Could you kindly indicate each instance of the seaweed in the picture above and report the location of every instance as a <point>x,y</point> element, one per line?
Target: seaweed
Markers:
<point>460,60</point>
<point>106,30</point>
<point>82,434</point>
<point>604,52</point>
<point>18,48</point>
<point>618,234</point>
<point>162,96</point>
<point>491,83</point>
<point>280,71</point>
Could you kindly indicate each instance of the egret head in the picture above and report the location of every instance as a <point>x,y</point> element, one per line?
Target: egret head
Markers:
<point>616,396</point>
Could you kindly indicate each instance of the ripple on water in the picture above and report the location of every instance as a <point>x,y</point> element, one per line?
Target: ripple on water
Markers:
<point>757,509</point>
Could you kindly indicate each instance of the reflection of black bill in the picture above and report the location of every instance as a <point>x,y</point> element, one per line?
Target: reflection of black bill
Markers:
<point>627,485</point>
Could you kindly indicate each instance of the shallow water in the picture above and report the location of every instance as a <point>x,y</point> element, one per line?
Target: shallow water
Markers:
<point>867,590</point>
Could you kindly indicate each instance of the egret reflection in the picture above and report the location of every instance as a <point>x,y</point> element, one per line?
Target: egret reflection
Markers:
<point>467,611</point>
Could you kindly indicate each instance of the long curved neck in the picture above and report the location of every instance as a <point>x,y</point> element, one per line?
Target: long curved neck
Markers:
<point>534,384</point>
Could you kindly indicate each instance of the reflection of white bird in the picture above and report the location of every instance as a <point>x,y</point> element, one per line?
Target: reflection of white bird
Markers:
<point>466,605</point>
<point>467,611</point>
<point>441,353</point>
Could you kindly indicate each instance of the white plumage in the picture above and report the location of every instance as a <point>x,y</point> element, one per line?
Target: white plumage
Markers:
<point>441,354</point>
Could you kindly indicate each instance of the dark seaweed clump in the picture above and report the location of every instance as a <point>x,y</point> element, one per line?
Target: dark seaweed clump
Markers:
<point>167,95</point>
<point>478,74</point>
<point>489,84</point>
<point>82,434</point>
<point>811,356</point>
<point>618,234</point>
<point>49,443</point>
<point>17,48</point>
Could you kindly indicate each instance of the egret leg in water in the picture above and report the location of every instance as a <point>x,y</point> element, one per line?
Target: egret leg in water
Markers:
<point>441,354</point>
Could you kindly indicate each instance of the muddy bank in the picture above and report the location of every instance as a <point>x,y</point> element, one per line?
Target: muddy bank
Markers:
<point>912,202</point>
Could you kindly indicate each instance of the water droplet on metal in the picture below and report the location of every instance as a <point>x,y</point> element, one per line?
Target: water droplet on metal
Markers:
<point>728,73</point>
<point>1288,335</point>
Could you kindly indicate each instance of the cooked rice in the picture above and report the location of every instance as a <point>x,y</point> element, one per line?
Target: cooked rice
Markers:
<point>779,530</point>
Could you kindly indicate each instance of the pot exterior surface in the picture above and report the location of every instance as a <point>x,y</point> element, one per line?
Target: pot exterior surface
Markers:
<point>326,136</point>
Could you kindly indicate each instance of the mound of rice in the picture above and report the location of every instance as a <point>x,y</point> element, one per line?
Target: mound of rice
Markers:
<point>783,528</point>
=-=-=-=-=
EXERCISE
Restate the listing in full, preserving every word.

SOLUTION FOR THIS TASK
Could you kindly indicate each instance of the seaweed in the picture above and report the location of every instance as a <point>x,y</point> element, one per line?
Target: seaweed
Markers:
<point>460,60</point>
<point>106,30</point>
<point>82,434</point>
<point>604,52</point>
<point>18,48</point>
<point>618,234</point>
<point>162,96</point>
<point>491,83</point>
<point>280,71</point>
Could you kindly indicate each instance of the egret head in the picture above and report the location of every instance as a <point>x,y</point> element, one per line?
Target: egret head
Markers:
<point>616,396</point>
Could you kindly indicate each instance of the ripple on water in the picture above and report the location of every instance as a <point>x,y</point> element, one per line?
Target: ripple on water
Markers:
<point>757,509</point>
Could you kindly indicate each instance of the reflection of black bill in the picture above and report the location of every instance as a <point>x,y</point> element, one per line?
Target: reflection of black bill
Markers:
<point>627,485</point>
Could you kindly indicate each instance of the shallow water in the picture above and report the location of every instance as a <point>x,y</point> element, one per line?
Target: shallow water
Markers:
<point>867,590</point>
Could you kindly indicate each instance of the egret reflection in the picture above and report the location of every instance as a <point>x,y</point> element, one per line?
Target: egret reflection
Markers:
<point>467,611</point>
Could you kindly indicate each instance of the long curved neck in the picture above and report the location of every instance as a <point>x,y</point> element, one per line?
Target: long curved neck
Markers:
<point>534,384</point>
Could you kindly indicate each instance of the reflection of white bird in the picture above and report the location of every instance as a <point>x,y</point> element, one per line?
Target: reflection of white bird
Markers:
<point>466,605</point>
<point>467,611</point>
<point>441,353</point>
Could you kindly indicate each instance of the white plumage in the picture above and report the location of every instance as a <point>x,y</point> element, one per line?
Target: white plumage
Markers:
<point>441,354</point>
Could you kindly indicate each instance of the dark seaweed clump in the picture above and report the location of every instance as a <point>x,y</point> element, one per line?
Target: dark seaweed clump
Markers:
<point>167,95</point>
<point>478,74</point>
<point>489,84</point>
<point>82,434</point>
<point>811,356</point>
<point>618,234</point>
<point>49,443</point>
<point>17,48</point>
Could you kindly indicate each instance of the egret leg in water in the picture above and report the location of every instance as a <point>x,y</point> element, one per line?
Target: egret leg in water
Markers:
<point>441,354</point>
Could you kindly indicate each instance of the muddy bank in the picture above and report the location of every instance as a <point>x,y</point> element, one per line?
Target: muddy bank
Markers:
<point>912,202</point>
Could you kindly indicate each instance of the water droplet on metal in the picture below and report the location of every instance as a <point>x,y</point> element, one per line?
Target: water droplet on metal
Markers:
<point>728,73</point>
<point>1288,335</point>
Could you kindly indicate each instance of the cooked rice in the picture above and report the location of every instance as a <point>x,y</point> element, one per line?
Target: cooked rice
Markers:
<point>779,530</point>
Could you kindly indicate each instance of the pot exterior surface in the picture above and report the location of every instance as a <point>x,y</point> element, one per line?
Target: pot exterior surface
Markers:
<point>326,136</point>
Could you kindly indicate each instance of the mound of rice in the picture above and report the location of every instance as a <point>x,y</point> element, one per line?
Target: mound of rice
Markers:
<point>783,528</point>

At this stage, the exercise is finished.